*** Material

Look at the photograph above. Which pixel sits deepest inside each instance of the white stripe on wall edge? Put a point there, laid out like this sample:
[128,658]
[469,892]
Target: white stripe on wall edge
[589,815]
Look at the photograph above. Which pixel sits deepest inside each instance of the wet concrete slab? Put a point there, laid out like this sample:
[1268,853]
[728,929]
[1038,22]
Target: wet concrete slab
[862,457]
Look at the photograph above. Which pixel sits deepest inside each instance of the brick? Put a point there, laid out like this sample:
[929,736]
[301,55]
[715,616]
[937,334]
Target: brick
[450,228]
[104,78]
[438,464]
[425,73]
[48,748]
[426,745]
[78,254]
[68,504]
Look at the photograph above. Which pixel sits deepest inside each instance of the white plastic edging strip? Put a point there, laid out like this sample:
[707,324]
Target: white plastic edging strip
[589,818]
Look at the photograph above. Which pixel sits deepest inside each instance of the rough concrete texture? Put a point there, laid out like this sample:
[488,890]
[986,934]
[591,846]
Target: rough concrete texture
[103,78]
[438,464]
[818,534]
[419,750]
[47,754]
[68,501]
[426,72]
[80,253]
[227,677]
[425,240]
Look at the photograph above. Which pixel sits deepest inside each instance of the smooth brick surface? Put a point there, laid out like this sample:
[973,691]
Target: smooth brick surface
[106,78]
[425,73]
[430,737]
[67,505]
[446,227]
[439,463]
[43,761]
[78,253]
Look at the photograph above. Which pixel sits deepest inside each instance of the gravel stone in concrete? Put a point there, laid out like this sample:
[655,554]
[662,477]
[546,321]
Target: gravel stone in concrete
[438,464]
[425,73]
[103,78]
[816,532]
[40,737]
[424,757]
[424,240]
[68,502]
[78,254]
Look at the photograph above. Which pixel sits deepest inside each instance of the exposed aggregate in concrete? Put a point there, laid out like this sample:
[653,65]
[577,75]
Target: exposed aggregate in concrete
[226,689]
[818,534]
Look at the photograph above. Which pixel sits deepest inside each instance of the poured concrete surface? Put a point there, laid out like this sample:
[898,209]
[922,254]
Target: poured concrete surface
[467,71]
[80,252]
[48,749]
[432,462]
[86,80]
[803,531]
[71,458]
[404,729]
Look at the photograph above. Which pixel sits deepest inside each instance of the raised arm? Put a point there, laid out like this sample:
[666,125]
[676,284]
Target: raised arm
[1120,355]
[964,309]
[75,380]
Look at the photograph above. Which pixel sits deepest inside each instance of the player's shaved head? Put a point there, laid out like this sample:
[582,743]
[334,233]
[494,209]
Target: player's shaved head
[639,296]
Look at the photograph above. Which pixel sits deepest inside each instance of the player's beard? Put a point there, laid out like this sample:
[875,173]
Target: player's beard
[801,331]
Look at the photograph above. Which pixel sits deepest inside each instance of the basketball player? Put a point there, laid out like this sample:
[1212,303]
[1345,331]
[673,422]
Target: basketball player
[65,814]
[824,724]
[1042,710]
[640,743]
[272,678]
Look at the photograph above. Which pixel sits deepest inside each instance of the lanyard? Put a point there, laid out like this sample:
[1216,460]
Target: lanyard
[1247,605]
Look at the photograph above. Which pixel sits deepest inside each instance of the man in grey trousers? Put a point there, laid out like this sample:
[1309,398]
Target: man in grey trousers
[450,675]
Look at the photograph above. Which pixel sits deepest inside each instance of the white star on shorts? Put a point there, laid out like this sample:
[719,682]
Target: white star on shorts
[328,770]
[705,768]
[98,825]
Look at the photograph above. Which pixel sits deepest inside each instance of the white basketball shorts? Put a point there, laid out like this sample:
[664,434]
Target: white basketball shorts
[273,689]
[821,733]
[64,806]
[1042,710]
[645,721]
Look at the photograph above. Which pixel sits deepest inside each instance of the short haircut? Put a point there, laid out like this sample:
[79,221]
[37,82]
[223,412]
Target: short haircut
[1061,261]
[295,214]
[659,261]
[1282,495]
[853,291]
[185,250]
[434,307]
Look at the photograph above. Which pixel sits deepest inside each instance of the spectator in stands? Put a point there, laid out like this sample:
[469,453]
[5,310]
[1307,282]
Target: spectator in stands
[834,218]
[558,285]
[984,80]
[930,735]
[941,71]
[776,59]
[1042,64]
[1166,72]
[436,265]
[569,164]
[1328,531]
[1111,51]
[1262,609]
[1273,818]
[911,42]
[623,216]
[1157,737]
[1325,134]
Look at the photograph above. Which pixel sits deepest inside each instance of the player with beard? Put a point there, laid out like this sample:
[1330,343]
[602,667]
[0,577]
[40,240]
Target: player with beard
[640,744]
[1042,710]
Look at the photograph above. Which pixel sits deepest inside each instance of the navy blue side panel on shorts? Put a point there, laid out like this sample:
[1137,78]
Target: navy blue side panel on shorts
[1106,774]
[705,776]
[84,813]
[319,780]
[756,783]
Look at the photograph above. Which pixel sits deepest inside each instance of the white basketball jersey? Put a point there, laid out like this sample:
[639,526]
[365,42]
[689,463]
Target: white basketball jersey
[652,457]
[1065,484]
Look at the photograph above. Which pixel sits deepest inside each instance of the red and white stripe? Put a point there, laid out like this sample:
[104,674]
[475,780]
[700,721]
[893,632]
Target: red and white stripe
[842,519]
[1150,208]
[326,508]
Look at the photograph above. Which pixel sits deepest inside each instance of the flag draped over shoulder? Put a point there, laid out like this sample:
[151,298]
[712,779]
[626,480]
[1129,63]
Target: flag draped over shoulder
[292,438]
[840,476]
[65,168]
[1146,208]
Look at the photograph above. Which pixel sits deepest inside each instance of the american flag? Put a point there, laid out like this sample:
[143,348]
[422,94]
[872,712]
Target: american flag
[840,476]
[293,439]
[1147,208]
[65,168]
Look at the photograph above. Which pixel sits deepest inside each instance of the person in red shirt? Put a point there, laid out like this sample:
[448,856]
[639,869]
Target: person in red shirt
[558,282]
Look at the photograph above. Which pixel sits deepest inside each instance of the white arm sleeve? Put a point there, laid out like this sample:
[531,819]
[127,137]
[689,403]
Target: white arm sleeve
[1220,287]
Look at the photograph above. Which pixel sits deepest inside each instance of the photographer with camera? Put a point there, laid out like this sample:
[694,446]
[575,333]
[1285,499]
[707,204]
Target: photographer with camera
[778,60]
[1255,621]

******

(Aim of the exercise) Render every line of the data above as a JSON list of strings, one string per line, and omit any blank lines.

(Task solution)
[
  "Look at the photograph above. Which pixel sits deepest inside each instance of the white stripe on wall edge? Put a point there, laid out like this sample:",
  "[128,658]",
  "[469,892]",
  "Target: white stripe on wall edge",
  "[589,815]",
  "Look at the photograph above. Which pixel sits deepest inside each instance of the wet concrete slab? Put a point there, laid out like this sample:",
  "[1268,853]",
  "[728,929]",
  "[1038,22]",
  "Target: wet concrete slab",
  "[862,457]",
  "Look at the photograph above. Which pixel sits deepest inside each instance of the brick? Put a point there, laid out like this sample:",
  "[929,736]",
  "[301,55]",
  "[715,616]",
  "[937,334]",
  "Target: brick",
  "[450,228]",
  "[104,78]",
  "[438,464]",
  "[425,73]",
  "[48,748]",
  "[426,745]",
  "[78,254]",
  "[68,504]",
  "Look at the photograph above. Which pixel sits deepest inside each instance of the white plastic edging strip? Put a point there, laid out like this sample:",
  "[707,324]",
  "Target: white plastic edging strip",
  "[589,818]",
  "Look at the photograph above. Which pixel sits deepest inside each instance of the rough concrete texture? Put a point there, laid out like this sample:",
  "[488,890]",
  "[986,934]",
  "[591,846]",
  "Target: rough concrete texture",
  "[103,78]",
  "[438,464]",
  "[818,534]",
  "[419,750]",
  "[47,754]",
  "[68,501]",
  "[426,72]",
  "[80,253]",
  "[227,677]",
  "[425,240]",
  "Look at the photograph above. Which pixel sits deepest inside each instance of the smooth brick surface? Put a point there, laid out like this sample:",
  "[973,691]",
  "Target: smooth brick surface",
  "[106,78]",
  "[425,73]",
  "[430,737]",
  "[67,505]",
  "[446,227]",
  "[439,463]",
  "[43,761]",
  "[78,253]",
  "Look at the photograph above. Which pixel sits deepest inside each instance of the gravel stone in concrete? Put a point there, laid out like this sample:",
  "[655,554]",
  "[662,477]",
  "[546,321]",
  "Target: gravel stone in concrete",
  "[438,464]",
  "[425,73]",
  "[103,78]",
  "[816,532]",
  "[40,737]",
  "[424,757]",
  "[424,240]",
  "[68,502]",
  "[78,254]",
  "Look at the photograph above. Which pixel sits deepest inside each instance of the exposed aggregate in concrete? Put a point there, laid out like this sample:",
  "[653,65]",
  "[577,75]",
  "Target: exposed aggregate in concrete",
  "[226,689]",
  "[818,534]",
  "Look at the photograph above. Which pixel sits deepest inside each instance of the poured concrete surface? Put a point there, laid out like this sample:",
  "[898,209]",
  "[922,254]",
  "Target: poured concrete surface",
  "[467,71]",
  "[80,252]",
  "[48,749]",
  "[432,462]",
  "[86,80]",
  "[803,531]",
  "[71,458]",
  "[404,729]",
  "Look at the photograph above. Which pixel sits deepest inside each instance of the raised arm? Put a point there, laid out like this sample:",
  "[666,125]",
  "[676,284]",
  "Target: raised arm",
  "[1120,355]",
  "[964,309]",
  "[75,380]",
  "Look at the photograph above. Which pixel sits deepest inside each instance of the player's shaved head? Put a point there, laid out like this sample:",
  "[582,743]",
  "[334,233]",
  "[494,209]",
  "Target: player's shaved head",
  "[639,296]",
  "Look at the photograph above. Which pixel sits deepest inside each instance of the player's beard? Put a point there, laid out like this sample:",
  "[875,173]",
  "Target: player's beard",
  "[801,331]",
  "Look at the photograph above. Which pixel sits deepest inside each instance of the basketball player? Put a point there, laid out like this sample:",
  "[1212,303]",
  "[1345,331]",
  "[673,422]",
  "Target: basketball player",
  "[65,814]",
  "[824,724]",
  "[1042,710]",
  "[640,743]",
  "[272,678]",
  "Look at the photograph above. Which pixel sits deepest inside each instance of the lanyard? Put a point there, laid out like this sample:",
  "[1216,460]",
  "Target: lanyard",
  "[1247,605]",
  "Look at the photograph above. Which pixel sits deepest inside each instance of the man in grey trousers? Put a point there, laid out like this sample:",
  "[1309,398]",
  "Target: man in grey trousers",
  "[450,675]",
  "Look at the photograph above. Which pixel sits deepest inside each instance of the white star on shorts? Put a point there, laid out like this sample:",
  "[719,682]",
  "Target: white star on shorts",
  "[328,770]",
  "[705,768]",
  "[98,825]",
  "Look at the photograph above. Which pixel sits deepest inside each instance of the white basketball shorts? Put a point there, laid out like this sample:",
  "[664,434]",
  "Target: white basketball shorts",
  "[273,689]",
  "[821,733]",
  "[64,806]",
  "[1042,710]",
  "[645,721]",
  "Look at the photograph above. Which pixel sits deepest inside each instance of the short haircut? Put a point there, laid out like this sample:",
  "[79,221]",
  "[37,82]",
  "[223,412]",
  "Target: short haircut",
  "[1061,261]",
  "[295,214]",
  "[659,261]",
  "[1282,495]",
  "[853,291]",
  "[185,250]",
  "[434,307]",
  "Look at the photograph above. Which pixel sits deepest inside each instance of the spectator in stands? Put a point there, laid out like this sample:",
  "[469,453]",
  "[5,310]",
  "[1307,282]",
  "Target: spectator in stands",
  "[834,218]",
  "[558,285]",
  "[984,80]",
  "[930,735]",
  "[941,71]",
  "[776,59]",
  "[1042,64]",
  "[1166,72]",
  "[436,265]",
  "[569,164]",
  "[1328,531]",
  "[1111,51]",
  "[1262,609]",
  "[1273,818]",
  "[911,42]",
  "[623,216]",
  "[1157,737]",
  "[1325,134]",
  "Look at the photograph above. Which pixel sits deepest inside each instance of the player with beard? Put a point there, laid out like this sample:",
  "[1330,343]",
  "[602,667]",
  "[0,577]",
  "[40,240]",
  "Target: player with beard",
  "[640,744]",
  "[1042,710]",
  "Look at the photograph above. Which pixel sits deepest inside each instance of the navy blue side panel on shorts? Put a point there, laid out like this sample:",
  "[1137,78]",
  "Target: navy blue side panel on shorts",
  "[1106,774]",
  "[705,776]",
  "[84,813]",
  "[319,780]",
  "[756,783]",
  "Look at the photograph above. Which pixel sits deepest inside each instance of the white basketball jersey? Put a point there, laid out like this sample:",
  "[639,526]",
  "[365,42]",
  "[689,463]",
  "Target: white basketball jersey",
  "[652,457]",
  "[1065,484]",
  "Look at the photograph above. Which pixel sits deepest inside each instance of the red and white stripe? Put a point there, laid out like this sample:",
  "[104,674]",
  "[475,780]",
  "[700,721]",
  "[893,632]",
  "Target: red and white stripe",
  "[842,519]",
  "[1150,208]",
  "[326,508]",
  "Look at the photograph above. Which pixel sits deepest inside each instance of the flag draped over shoulder? Put a point there, laid out like this sample:",
  "[151,298]",
  "[712,779]",
  "[626,480]",
  "[1129,63]",
  "Target: flag draped over shoulder",
  "[292,438]",
  "[840,476]",
  "[65,168]",
  "[1146,208]",
  "Look at the photograph above. Which pixel sits deepest inside each instance of the american flag? Put a point there, laid out like this sample:",
  "[143,348]",
  "[422,94]",
  "[872,712]",
  "Target: american flag",
  "[840,476]",
  "[293,439]",
  "[1147,208]",
  "[65,168]",
  "Look at the photograph above. Which pixel sits deepest inside each instance of the person in red shirt? Put a point there, laid out like this sample:",
  "[448,856]",
  "[639,869]",
  "Target: person in red shirt",
  "[558,282]",
  "Look at the photograph above. Which pixel sits deepest inside each instance of the white arm sleeve? Put a point there, laid out like this sample:",
  "[531,819]",
  "[127,137]",
  "[689,403]",
  "Target: white arm sleeve",
  "[1220,287]",
  "Look at the photograph above. Which pixel sits deepest inside each instance of the photographer with camera? Put a point there, laid out like this sample:",
  "[694,446]",
  "[575,333]",
  "[1285,499]",
  "[707,204]",
  "Target: photographer with camera",
  "[778,60]",
  "[1255,621]"
]